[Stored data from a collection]
———
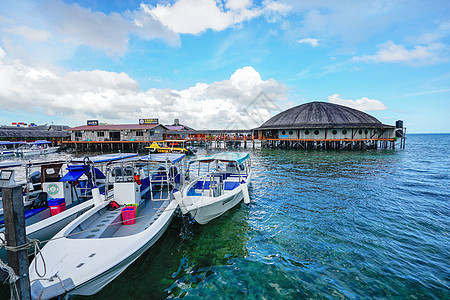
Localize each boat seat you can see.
[195,180,217,190]
[187,188,202,196]
[0,207,47,224]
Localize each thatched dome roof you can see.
[257,102,386,129]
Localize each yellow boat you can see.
[145,140,194,154]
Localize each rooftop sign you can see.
[87,120,98,126]
[139,119,159,125]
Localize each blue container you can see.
[48,198,66,206]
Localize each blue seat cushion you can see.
[224,181,239,191]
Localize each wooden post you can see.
[2,185,31,299]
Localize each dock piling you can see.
[2,185,31,300]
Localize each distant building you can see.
[68,119,168,142]
[0,123,70,143]
[253,102,404,149]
———
# Set exercise
Transcribe the data verbatim, starting at the line that contains "Localize each yellow boat you can see." and ending with the final line of the data.

# Response to the task
Localize each yellow boat you can see.
[145,140,194,154]
Localize each rooftop sign you can see.
[87,120,98,126]
[139,119,159,125]
Localize each blue container you can see.
[48,198,66,206]
Localize each blue seat cushion you can see.
[224,181,239,191]
Localize each wooden post you can see.
[2,185,31,299]
Localize each dock piling you can see.
[2,185,31,300]
Localize each distant building you can see.
[68,119,168,142]
[0,123,70,143]
[253,102,404,149]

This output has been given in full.